Start of Working data

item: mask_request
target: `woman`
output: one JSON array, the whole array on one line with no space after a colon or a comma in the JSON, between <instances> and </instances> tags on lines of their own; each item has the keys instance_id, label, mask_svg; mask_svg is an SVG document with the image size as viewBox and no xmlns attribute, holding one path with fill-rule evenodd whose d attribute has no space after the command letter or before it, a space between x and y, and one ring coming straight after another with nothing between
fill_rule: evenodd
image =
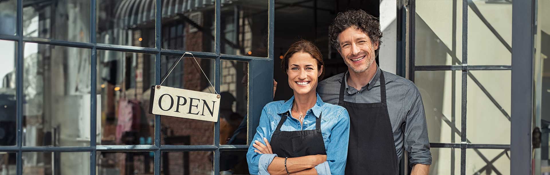
<instances>
[{"instance_id":1,"label":"woman","mask_svg":"<svg viewBox=\"0 0 550 175\"><path fill-rule=\"evenodd\" d=\"M301 40L281 61L294 95L263 107L246 154L253 174L343 174L349 116L317 94L324 63L319 49Z\"/></svg>"}]
</instances>

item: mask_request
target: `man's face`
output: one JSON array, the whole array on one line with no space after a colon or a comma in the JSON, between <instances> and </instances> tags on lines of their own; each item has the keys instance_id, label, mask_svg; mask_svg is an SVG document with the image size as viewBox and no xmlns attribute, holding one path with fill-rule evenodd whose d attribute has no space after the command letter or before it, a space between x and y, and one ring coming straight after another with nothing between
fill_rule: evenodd
<instances>
[{"instance_id":1,"label":"man's face","mask_svg":"<svg viewBox=\"0 0 550 175\"><path fill-rule=\"evenodd\" d=\"M371 67L376 55L378 42L373 42L360 29L349 27L338 35L340 49L338 51L349 70L362 73Z\"/></svg>"}]
</instances>

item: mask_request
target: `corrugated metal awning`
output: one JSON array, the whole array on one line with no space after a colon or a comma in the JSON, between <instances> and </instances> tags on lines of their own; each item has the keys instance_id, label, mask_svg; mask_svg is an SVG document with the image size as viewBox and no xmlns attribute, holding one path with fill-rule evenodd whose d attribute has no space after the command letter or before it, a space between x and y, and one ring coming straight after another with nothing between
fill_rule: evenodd
<instances>
[{"instance_id":1,"label":"corrugated metal awning","mask_svg":"<svg viewBox=\"0 0 550 175\"><path fill-rule=\"evenodd\" d=\"M237 0L221 0L222 5ZM215 0L164 0L162 2L162 18L169 18L179 14L213 7ZM155 0L122 0L115 9L115 18L119 20L118 27L135 28L138 25L155 20Z\"/></svg>"}]
</instances>

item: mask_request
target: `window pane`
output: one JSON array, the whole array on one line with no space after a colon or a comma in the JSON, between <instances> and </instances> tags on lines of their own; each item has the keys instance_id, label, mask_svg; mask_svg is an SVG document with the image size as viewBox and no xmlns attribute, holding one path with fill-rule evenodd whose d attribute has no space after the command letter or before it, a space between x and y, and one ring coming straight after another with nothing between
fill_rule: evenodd
<instances>
[{"instance_id":1,"label":"window pane","mask_svg":"<svg viewBox=\"0 0 550 175\"><path fill-rule=\"evenodd\" d=\"M163 1L162 39L167 44L163 48L214 52L214 1ZM180 32L176 28L182 24ZM178 47L178 39L183 47Z\"/></svg>"},{"instance_id":2,"label":"window pane","mask_svg":"<svg viewBox=\"0 0 550 175\"><path fill-rule=\"evenodd\" d=\"M154 160L154 152L98 151L96 168L98 175L153 174Z\"/></svg>"},{"instance_id":3,"label":"window pane","mask_svg":"<svg viewBox=\"0 0 550 175\"><path fill-rule=\"evenodd\" d=\"M24 44L23 145L90 145L90 50Z\"/></svg>"},{"instance_id":4,"label":"window pane","mask_svg":"<svg viewBox=\"0 0 550 175\"><path fill-rule=\"evenodd\" d=\"M15 35L17 1L0 1L0 35Z\"/></svg>"},{"instance_id":5,"label":"window pane","mask_svg":"<svg viewBox=\"0 0 550 175\"><path fill-rule=\"evenodd\" d=\"M509 150L468 149L466 174L510 174Z\"/></svg>"},{"instance_id":6,"label":"window pane","mask_svg":"<svg viewBox=\"0 0 550 175\"><path fill-rule=\"evenodd\" d=\"M221 53L267 57L268 1L222 4Z\"/></svg>"},{"instance_id":7,"label":"window pane","mask_svg":"<svg viewBox=\"0 0 550 175\"><path fill-rule=\"evenodd\" d=\"M477 0L470 1L469 4L468 64L512 65L511 1L495 4ZM491 31L491 27L494 30Z\"/></svg>"},{"instance_id":8,"label":"window pane","mask_svg":"<svg viewBox=\"0 0 550 175\"><path fill-rule=\"evenodd\" d=\"M512 71L471 71L470 73L468 141L474 144L509 144Z\"/></svg>"},{"instance_id":9,"label":"window pane","mask_svg":"<svg viewBox=\"0 0 550 175\"><path fill-rule=\"evenodd\" d=\"M220 174L249 174L246 151L219 153Z\"/></svg>"},{"instance_id":10,"label":"window pane","mask_svg":"<svg viewBox=\"0 0 550 175\"><path fill-rule=\"evenodd\" d=\"M460 174L460 149L432 148L430 174Z\"/></svg>"},{"instance_id":11,"label":"window pane","mask_svg":"<svg viewBox=\"0 0 550 175\"><path fill-rule=\"evenodd\" d=\"M97 51L100 144L154 144L155 115L148 112L154 65L155 55Z\"/></svg>"},{"instance_id":12,"label":"window pane","mask_svg":"<svg viewBox=\"0 0 550 175\"><path fill-rule=\"evenodd\" d=\"M98 43L155 47L155 0L97 0L96 5Z\"/></svg>"},{"instance_id":13,"label":"window pane","mask_svg":"<svg viewBox=\"0 0 550 175\"><path fill-rule=\"evenodd\" d=\"M461 73L415 71L415 84L424 103L430 142L460 142Z\"/></svg>"},{"instance_id":14,"label":"window pane","mask_svg":"<svg viewBox=\"0 0 550 175\"><path fill-rule=\"evenodd\" d=\"M214 153L207 151L162 152L161 174L213 174ZM248 173L247 173L248 174Z\"/></svg>"},{"instance_id":15,"label":"window pane","mask_svg":"<svg viewBox=\"0 0 550 175\"><path fill-rule=\"evenodd\" d=\"M90 174L90 152L23 152L23 174Z\"/></svg>"},{"instance_id":16,"label":"window pane","mask_svg":"<svg viewBox=\"0 0 550 175\"><path fill-rule=\"evenodd\" d=\"M179 57L163 57L161 72L164 75ZM214 93L208 80L214 82L214 60L197 58L196 61L208 80L197 66L193 57L184 57L166 78L163 86ZM197 66L197 67L195 67ZM161 143L166 145L212 145L214 144L214 123L191 119L161 116Z\"/></svg>"},{"instance_id":17,"label":"window pane","mask_svg":"<svg viewBox=\"0 0 550 175\"><path fill-rule=\"evenodd\" d=\"M415 64L461 64L462 2L419 0L416 8Z\"/></svg>"},{"instance_id":18,"label":"window pane","mask_svg":"<svg viewBox=\"0 0 550 175\"><path fill-rule=\"evenodd\" d=\"M222 60L219 144L246 145L248 63Z\"/></svg>"},{"instance_id":19,"label":"window pane","mask_svg":"<svg viewBox=\"0 0 550 175\"><path fill-rule=\"evenodd\" d=\"M16 174L17 153L0 153L0 174Z\"/></svg>"},{"instance_id":20,"label":"window pane","mask_svg":"<svg viewBox=\"0 0 550 175\"><path fill-rule=\"evenodd\" d=\"M0 3L0 4L2 4ZM15 103L15 59L17 42L0 40L0 146L15 145L16 109Z\"/></svg>"},{"instance_id":21,"label":"window pane","mask_svg":"<svg viewBox=\"0 0 550 175\"><path fill-rule=\"evenodd\" d=\"M90 1L24 0L23 4L25 36L90 42Z\"/></svg>"}]
</instances>

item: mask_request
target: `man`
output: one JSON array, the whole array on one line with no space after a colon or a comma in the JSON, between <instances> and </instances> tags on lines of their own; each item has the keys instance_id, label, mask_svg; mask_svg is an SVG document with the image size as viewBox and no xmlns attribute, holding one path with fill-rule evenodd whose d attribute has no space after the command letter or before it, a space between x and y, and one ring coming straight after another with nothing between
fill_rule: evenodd
<instances>
[{"instance_id":1,"label":"man","mask_svg":"<svg viewBox=\"0 0 550 175\"><path fill-rule=\"evenodd\" d=\"M317 92L349 113L345 174L397 174L404 147L411 174L428 174L432 156L422 98L412 82L377 66L378 19L362 10L339 13L329 37L348 70L320 82Z\"/></svg>"}]
</instances>

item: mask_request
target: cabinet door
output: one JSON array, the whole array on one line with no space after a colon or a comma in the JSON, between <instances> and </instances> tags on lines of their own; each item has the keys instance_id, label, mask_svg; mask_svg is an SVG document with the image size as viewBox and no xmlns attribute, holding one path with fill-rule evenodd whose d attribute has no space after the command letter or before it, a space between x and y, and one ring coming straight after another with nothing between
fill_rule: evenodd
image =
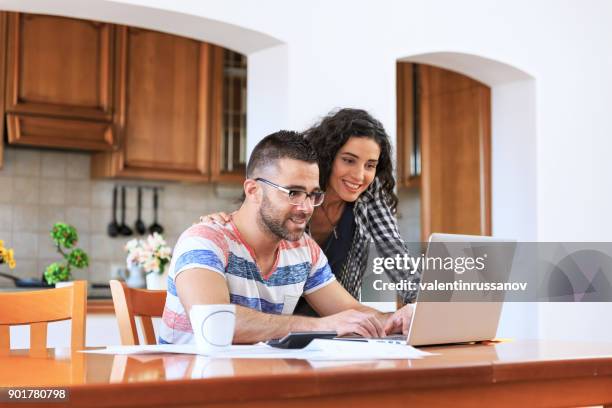
<instances>
[{"instance_id":1,"label":"cabinet door","mask_svg":"<svg viewBox=\"0 0 612 408\"><path fill-rule=\"evenodd\" d=\"M9 142L111 148L113 41L111 24L11 13L6 87Z\"/></svg>"},{"instance_id":2,"label":"cabinet door","mask_svg":"<svg viewBox=\"0 0 612 408\"><path fill-rule=\"evenodd\" d=\"M94 157L94 176L207 179L214 47L137 28L122 35L121 148Z\"/></svg>"},{"instance_id":3,"label":"cabinet door","mask_svg":"<svg viewBox=\"0 0 612 408\"><path fill-rule=\"evenodd\" d=\"M419 69L422 238L490 235L490 89L444 69Z\"/></svg>"}]
</instances>

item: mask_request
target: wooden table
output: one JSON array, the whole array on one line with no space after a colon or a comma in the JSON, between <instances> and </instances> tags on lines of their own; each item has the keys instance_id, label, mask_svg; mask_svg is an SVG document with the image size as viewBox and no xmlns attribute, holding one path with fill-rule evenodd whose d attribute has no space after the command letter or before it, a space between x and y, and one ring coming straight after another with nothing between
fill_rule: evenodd
<instances>
[{"instance_id":1,"label":"wooden table","mask_svg":"<svg viewBox=\"0 0 612 408\"><path fill-rule=\"evenodd\" d=\"M439 354L421 360L309 363L12 351L0 356L0 387L66 387L70 405L83 407L612 403L610 343L509 341L424 349Z\"/></svg>"}]
</instances>

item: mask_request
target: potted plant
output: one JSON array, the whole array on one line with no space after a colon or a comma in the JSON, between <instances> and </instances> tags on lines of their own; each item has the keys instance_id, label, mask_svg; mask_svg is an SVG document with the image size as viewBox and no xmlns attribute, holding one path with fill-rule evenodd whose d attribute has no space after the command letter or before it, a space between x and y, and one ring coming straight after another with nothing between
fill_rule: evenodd
<instances>
[{"instance_id":1,"label":"potted plant","mask_svg":"<svg viewBox=\"0 0 612 408\"><path fill-rule=\"evenodd\" d=\"M13 248L6 248L4 241L0 239L0 264L7 264L10 269L15 269L15 251Z\"/></svg>"},{"instance_id":2,"label":"potted plant","mask_svg":"<svg viewBox=\"0 0 612 408\"><path fill-rule=\"evenodd\" d=\"M172 248L166 244L163 236L155 232L146 239L132 239L125 245L125 250L128 253L126 263L131 275L142 271L147 289L167 288L166 266L172 259Z\"/></svg>"},{"instance_id":3,"label":"potted plant","mask_svg":"<svg viewBox=\"0 0 612 408\"><path fill-rule=\"evenodd\" d=\"M85 268L89 266L89 257L80 248L75 248L79 240L76 228L72 225L58 222L51 228L51 239L57 252L64 258L63 262L53 262L47 266L44 273L45 281L49 285L65 282L72 279L72 268ZM66 252L70 250L70 252Z\"/></svg>"}]
</instances>

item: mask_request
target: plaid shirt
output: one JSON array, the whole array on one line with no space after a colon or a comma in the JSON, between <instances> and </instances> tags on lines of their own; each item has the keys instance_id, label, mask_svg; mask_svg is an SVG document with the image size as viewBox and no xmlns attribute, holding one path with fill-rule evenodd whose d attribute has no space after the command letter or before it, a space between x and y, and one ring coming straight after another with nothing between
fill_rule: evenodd
<instances>
[{"instance_id":1,"label":"plaid shirt","mask_svg":"<svg viewBox=\"0 0 612 408\"><path fill-rule=\"evenodd\" d=\"M368 245L372 242L383 257L395 257L396 254L408 253L408 247L402 241L397 227L397 220L387 204L386 197L378 178L374 178L368 189L361 194L353 208L355 214L355 234L353 243L342 266L338 280L356 299L359 299L361 282L368 265ZM393 282L402 280L418 282L420 274L410 271L387 270ZM404 303L414 302L417 292L400 292Z\"/></svg>"}]
</instances>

End of Working data

Objective
Reproduce verbatim the part of the data that opens with its first line and closes with the line containing "40L281 61L294 95L263", both lines included. Omit the pictures from your copy.

Reply
item: mask_request
target: `woman`
output: one JSON array, the whole array on one line with no space after a colon or a comma in the JSON, between <instances> and </instances> tags on lines of their own; each item has the keys instance_id, label, mask_svg; mask_svg is an SVG document with the image size as viewBox and no xmlns attribute, holding one path with fill-rule evenodd whose d attribute has no space after the command letter or before it, a space between x and y, and one ring coming straight after another with nothing between
fill_rule: evenodd
image =
<instances>
[{"instance_id":1,"label":"woman","mask_svg":"<svg viewBox=\"0 0 550 175\"><path fill-rule=\"evenodd\" d=\"M301 40L281 61L294 95L263 107L246 154L253 174L343 174L349 116L317 94L324 63L319 49Z\"/></svg>"}]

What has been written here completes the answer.